── Extrait du document ──

Mais il n’a jamais été prévu qu’elles récupèrent plus de 7 % des recettes, et ce pourcentage tombe aujourd’hui à 5 %.

Les informations publiées sur le site web du gouvernement fédéral la semaine dernière montrent qu’Ottawa a l’intention de restituer aux entreprises 623 millions $ de revenus issus de la tarification du carbone pour l’année 2024-2025.

En 2023-2024, le gouvernement a alloué près de 935 millions $ aux petites entreprises, soit 50 % de plus que lorsque le prix du carbone lui-même était de 15 $ de moins par tonne.

Cela se produit alors que le gouvernement fédéral augmente les remboursements versés aux ménages ruraux, qui bénéficiaient initialement d’un supplément de 10 % au remboursement des émissions de carbone pour les ménages. À partir du 1er avril, ce pourcentage passera à 20 %.

Le premier ministre Justin Trudeau a annoncé cette décision l’automne dernier, en même temps qu’il promettait une exemption de trois ans de la tarification du carbone pour le mazout.

Il a déclaré que le gouvernement a aidé et continuera d’aider les petites entreprises à «transformer» leurs opérations pour économiser l’énergie, mais il a reconnu que les fonds supplémentaires destinés aux remises rurales devaient venir de quelque part.

«Dans chaque politique, nous devons faire des choix», a souligné M. Trudeau, en octobre dernier.

Les questions posées à Environnement et Changement climatique Canada ainsi qu’à Finances Canada au sujet du changement sont jusqu’à présent restées sans réponse.

Ce changement survient également alors qu’Ottawa n’a versé qu’une petite fraction de ce qu’il avait déjà promis aux petites entreprises.

───
── Données fournies ──

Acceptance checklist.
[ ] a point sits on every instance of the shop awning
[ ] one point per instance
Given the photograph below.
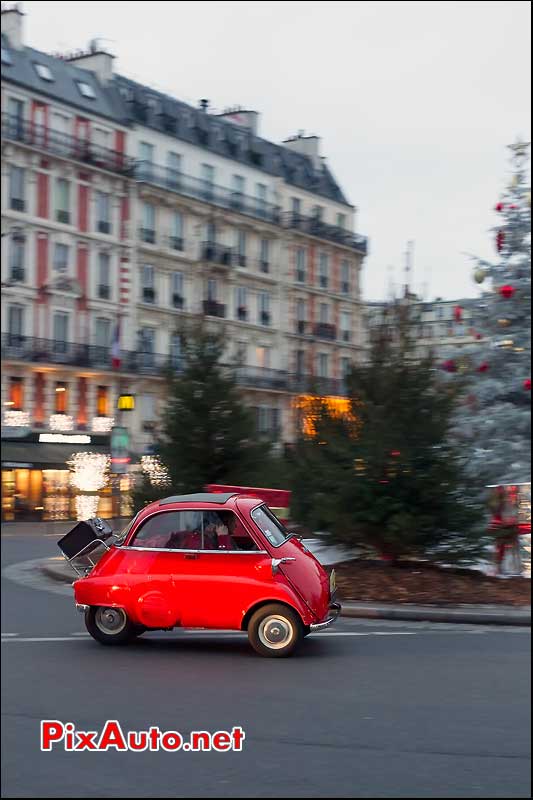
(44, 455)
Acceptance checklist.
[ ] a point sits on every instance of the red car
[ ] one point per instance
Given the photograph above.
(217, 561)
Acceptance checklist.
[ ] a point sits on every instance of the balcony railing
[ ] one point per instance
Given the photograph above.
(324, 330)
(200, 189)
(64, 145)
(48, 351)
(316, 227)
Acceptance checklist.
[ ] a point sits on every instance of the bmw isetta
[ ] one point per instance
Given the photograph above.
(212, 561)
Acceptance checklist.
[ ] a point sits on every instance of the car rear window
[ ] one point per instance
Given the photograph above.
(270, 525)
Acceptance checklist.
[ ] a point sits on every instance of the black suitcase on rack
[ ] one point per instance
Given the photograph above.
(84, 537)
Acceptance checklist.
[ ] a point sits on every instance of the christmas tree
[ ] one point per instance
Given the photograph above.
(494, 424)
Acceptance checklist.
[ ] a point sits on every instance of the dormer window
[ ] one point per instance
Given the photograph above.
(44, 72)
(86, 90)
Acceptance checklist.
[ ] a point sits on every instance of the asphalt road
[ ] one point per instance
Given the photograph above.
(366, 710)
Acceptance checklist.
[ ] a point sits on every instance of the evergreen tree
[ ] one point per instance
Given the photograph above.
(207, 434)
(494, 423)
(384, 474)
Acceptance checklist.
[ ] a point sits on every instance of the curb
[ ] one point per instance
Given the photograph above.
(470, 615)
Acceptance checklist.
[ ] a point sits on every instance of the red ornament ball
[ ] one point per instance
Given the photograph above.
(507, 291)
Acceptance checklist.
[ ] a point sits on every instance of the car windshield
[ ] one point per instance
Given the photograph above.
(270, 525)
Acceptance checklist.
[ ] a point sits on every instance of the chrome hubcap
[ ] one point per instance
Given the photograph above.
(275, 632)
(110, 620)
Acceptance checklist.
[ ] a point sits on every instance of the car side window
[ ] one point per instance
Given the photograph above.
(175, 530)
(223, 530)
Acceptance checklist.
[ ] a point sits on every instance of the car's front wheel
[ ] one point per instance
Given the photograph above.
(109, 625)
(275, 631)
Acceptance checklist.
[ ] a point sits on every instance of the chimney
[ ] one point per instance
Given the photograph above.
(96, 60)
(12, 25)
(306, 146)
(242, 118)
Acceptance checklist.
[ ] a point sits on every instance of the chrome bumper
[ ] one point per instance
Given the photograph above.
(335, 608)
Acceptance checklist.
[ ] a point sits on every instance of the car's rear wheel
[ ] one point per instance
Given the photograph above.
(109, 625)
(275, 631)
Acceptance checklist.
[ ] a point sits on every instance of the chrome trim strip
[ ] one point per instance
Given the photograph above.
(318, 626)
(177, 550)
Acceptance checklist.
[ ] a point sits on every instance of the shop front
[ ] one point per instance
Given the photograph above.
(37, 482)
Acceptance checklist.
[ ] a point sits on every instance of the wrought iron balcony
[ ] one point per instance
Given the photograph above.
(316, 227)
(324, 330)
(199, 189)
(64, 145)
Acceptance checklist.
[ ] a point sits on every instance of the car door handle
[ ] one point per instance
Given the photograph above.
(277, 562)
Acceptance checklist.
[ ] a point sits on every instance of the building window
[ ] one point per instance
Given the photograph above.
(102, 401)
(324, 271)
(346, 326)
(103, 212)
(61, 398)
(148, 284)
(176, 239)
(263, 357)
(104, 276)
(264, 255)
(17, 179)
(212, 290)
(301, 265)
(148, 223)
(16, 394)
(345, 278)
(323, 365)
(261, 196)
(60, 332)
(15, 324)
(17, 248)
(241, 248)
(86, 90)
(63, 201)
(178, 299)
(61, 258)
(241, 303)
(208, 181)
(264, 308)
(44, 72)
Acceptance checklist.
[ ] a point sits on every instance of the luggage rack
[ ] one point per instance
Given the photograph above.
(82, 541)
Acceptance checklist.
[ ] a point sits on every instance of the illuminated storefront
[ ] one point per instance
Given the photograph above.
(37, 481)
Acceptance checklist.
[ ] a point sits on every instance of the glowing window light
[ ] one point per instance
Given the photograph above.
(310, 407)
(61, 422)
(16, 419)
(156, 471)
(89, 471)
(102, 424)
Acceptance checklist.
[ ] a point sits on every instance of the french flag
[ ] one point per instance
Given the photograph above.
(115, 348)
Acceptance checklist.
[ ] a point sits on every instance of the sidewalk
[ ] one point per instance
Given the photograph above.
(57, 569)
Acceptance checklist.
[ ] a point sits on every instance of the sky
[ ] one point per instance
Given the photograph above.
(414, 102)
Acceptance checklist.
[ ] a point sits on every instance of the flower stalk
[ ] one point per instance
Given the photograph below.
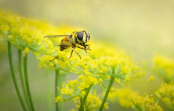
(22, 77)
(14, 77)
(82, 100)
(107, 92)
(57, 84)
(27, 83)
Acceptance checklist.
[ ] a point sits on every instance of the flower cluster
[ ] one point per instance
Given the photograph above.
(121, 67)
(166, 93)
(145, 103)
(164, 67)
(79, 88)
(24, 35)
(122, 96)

───

D'après l'extrait sur la tarification du carbone, quelle somme Ottawa compte-t-il restituer aux entreprises pour l'année 2024-2025 ? Servez-vous uniquement de l'extrait.

623 millions $.